◆ Job
Could you turn the material below into a Markdown table with two columns, Row and Line, giving each line its number and leaving out blank lines and all pictures?

■ ■ ■ ■

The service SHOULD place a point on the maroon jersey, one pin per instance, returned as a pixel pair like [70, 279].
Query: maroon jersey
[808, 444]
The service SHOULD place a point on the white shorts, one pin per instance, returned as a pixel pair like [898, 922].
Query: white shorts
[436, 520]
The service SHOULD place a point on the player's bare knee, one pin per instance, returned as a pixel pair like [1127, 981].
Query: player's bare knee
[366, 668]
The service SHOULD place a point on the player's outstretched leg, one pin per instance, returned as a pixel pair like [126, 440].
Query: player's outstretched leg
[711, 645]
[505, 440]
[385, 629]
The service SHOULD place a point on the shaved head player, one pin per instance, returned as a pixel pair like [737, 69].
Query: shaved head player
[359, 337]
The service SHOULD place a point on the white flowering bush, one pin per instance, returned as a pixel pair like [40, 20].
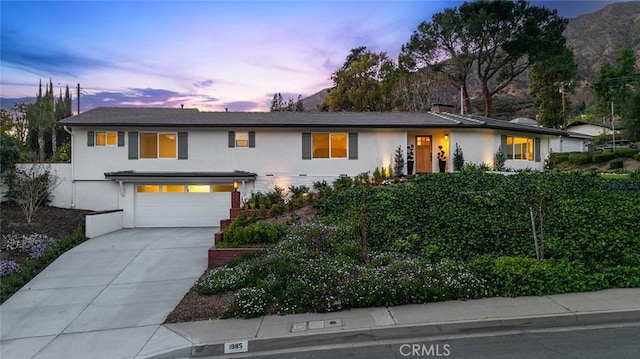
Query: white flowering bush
[250, 302]
[317, 268]
[32, 245]
[8, 267]
[223, 279]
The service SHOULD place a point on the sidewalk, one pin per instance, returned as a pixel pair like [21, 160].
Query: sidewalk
[208, 338]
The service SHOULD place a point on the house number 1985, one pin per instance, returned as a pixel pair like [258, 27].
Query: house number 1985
[236, 347]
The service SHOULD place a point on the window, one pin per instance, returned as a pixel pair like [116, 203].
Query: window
[106, 138]
[242, 139]
[146, 188]
[519, 148]
[329, 145]
[173, 188]
[158, 145]
[198, 188]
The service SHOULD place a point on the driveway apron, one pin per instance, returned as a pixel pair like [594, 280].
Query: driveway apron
[106, 297]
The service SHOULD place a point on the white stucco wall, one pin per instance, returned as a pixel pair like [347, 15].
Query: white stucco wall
[480, 146]
[102, 223]
[277, 153]
[567, 144]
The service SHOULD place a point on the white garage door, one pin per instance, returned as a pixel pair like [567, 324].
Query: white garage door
[167, 206]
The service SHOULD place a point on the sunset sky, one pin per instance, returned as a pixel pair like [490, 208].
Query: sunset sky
[210, 55]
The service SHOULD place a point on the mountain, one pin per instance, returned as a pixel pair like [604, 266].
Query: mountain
[595, 38]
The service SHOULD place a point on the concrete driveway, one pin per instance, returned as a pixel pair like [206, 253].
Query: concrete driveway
[105, 298]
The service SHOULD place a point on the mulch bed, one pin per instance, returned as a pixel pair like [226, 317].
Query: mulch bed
[51, 221]
[195, 306]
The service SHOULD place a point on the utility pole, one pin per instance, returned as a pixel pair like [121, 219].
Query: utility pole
[564, 107]
[613, 127]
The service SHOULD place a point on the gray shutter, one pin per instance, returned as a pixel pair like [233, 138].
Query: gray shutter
[232, 139]
[133, 145]
[120, 138]
[91, 138]
[252, 139]
[183, 145]
[306, 145]
[353, 146]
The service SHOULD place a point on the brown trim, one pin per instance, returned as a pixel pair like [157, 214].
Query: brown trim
[103, 212]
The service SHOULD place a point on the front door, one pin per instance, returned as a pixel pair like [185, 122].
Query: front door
[423, 154]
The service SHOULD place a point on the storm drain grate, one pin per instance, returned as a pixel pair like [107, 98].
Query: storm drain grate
[315, 325]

■ ■ ■ ■

◆ Completed task
| Row | Line |
|---|---|
| 1 | The service SHOULD place a point on the maroon jersey, one pin per instance, returned as a pixel pair like [70, 279]. |
| 2 | Query: maroon jersey |
| 3 | [808, 444] |
| 4 | The service SHOULD place a point on the white shorts, one pin per instance, returned as a pixel pair like [898, 922]. |
| 5 | Query: white shorts |
| 6 | [436, 520] |
| 7 | The service SHOULD place a point on the player's bare knee, one pin per instance, returned as a pixel pair like [1127, 981]. |
| 8 | Query: player's bare knee |
| 9 | [366, 668] |
| 10 | The service SHOULD place a point on the player's outstretched leg, one pin per instance, returned as a pixel pair like [126, 440]. |
| 11 | Query: player's outstretched leg |
| 12 | [711, 645] |
| 13 | [505, 440] |
| 14 | [385, 629] |
| 15 | The service SHOULD place a point on the shaved head player, one pin per instance, returned as a pixel pair like [737, 69]. |
| 16 | Query: shaved head player |
| 17 | [359, 337] |
| 18 | The service SHOULD place a point on the white flowering bush, one pin per instance, returned as a pixel pair like [40, 20]. |
| 19 | Query: white flowering bush |
| 20 | [250, 302] |
| 21 | [317, 268] |
| 22 | [32, 245] |
| 23 | [8, 267] |
| 24 | [223, 279] |
| 25 | The service SHOULD place a point on the sidewalk, one pin per instance, returned as a pixel pair like [21, 160]. |
| 26 | Query: sidewalk |
| 27 | [208, 338] |
| 28 | The service SHOULD place a point on the house number 1985, one pin per instance, returned as a pixel pair like [258, 27]. |
| 29 | Query: house number 1985 |
| 30 | [236, 347] |
| 31 | The service SHOULD place a point on the window, one pin per instance, returned as a pixel pair like [116, 203]. |
| 32 | Query: window |
| 33 | [106, 138] |
| 34 | [242, 139] |
| 35 | [146, 188] |
| 36 | [519, 148] |
| 37 | [329, 145] |
| 38 | [173, 188] |
| 39 | [158, 145] |
| 40 | [198, 188] |
| 41 | The service SHOULD place a point on the driveway apron, one pin per instance, returned as a pixel pair like [594, 280]. |
| 42 | Query: driveway apron |
| 43 | [106, 297] |
| 44 | The service SHOULD place a point on the white stucco wall, one pin per instance, returned as a pixel pair like [347, 15]. |
| 45 | Query: white stucco wall |
| 46 | [480, 146] |
| 47 | [102, 223] |
| 48 | [277, 153] |
| 49 | [567, 144] |
| 50 | The service SHOULD place a point on the white garage door, one pin per instance, returned as a pixel pair like [567, 324]. |
| 51 | Query: white garage door |
| 52 | [167, 206] |
| 53 | The service SHOULD place a point on the sunset sky, one pin per instance, returned as a pixel pair like [490, 208]. |
| 54 | Query: sunset sky |
| 55 | [210, 55] |
| 56 | The service SHOULD place a point on the mountain, one pin per instance, returned as a pixel pair like [604, 266]. |
| 57 | Query: mountain |
| 58 | [595, 38] |
| 59 | The service SHOULD place a point on the concrete driveway, one pin per instance, returned as a pixel pair like [206, 253]. |
| 60 | Query: concrete driveway |
| 61 | [105, 298] |
| 62 | The service SHOULD place a point on the mulch bed, one pin per instance, returned as a pixel pair like [226, 317]. |
| 63 | Query: mulch bed |
| 64 | [51, 221] |
| 65 | [195, 306] |
| 66 | The service SHOULD place a point on the utility pole, one pin per instance, returned as a pixel pair like [121, 219]. |
| 67 | Query: utility pole |
| 68 | [564, 107] |
| 69 | [613, 127] |
| 70 | The service SHOULD place a point on the gray shutter, one pin per instance, returned as a pixel pair like [233, 138]. |
| 71 | Query: gray shutter |
| 72 | [232, 139] |
| 73 | [133, 145] |
| 74 | [120, 138] |
| 75 | [91, 138] |
| 76 | [252, 139] |
| 77 | [183, 145] |
| 78 | [306, 145] |
| 79 | [353, 146] |
| 80 | The service SHOULD place a point on the brown trim, one pin per instance, returned as a pixel pair like [157, 214]. |
| 81 | Query: brown trim |
| 82 | [103, 212] |
| 83 | The service SHOULD place a point on the front door, one pin per instance, returned as a pixel pair like [185, 122]. |
| 84 | Query: front door |
| 85 | [423, 154] |
| 86 | The service SHOULD place a point on the storm drain grate, one pin per instance, returned as a pixel pair like [107, 98]. |
| 87 | Query: storm drain grate |
| 88 | [315, 325] |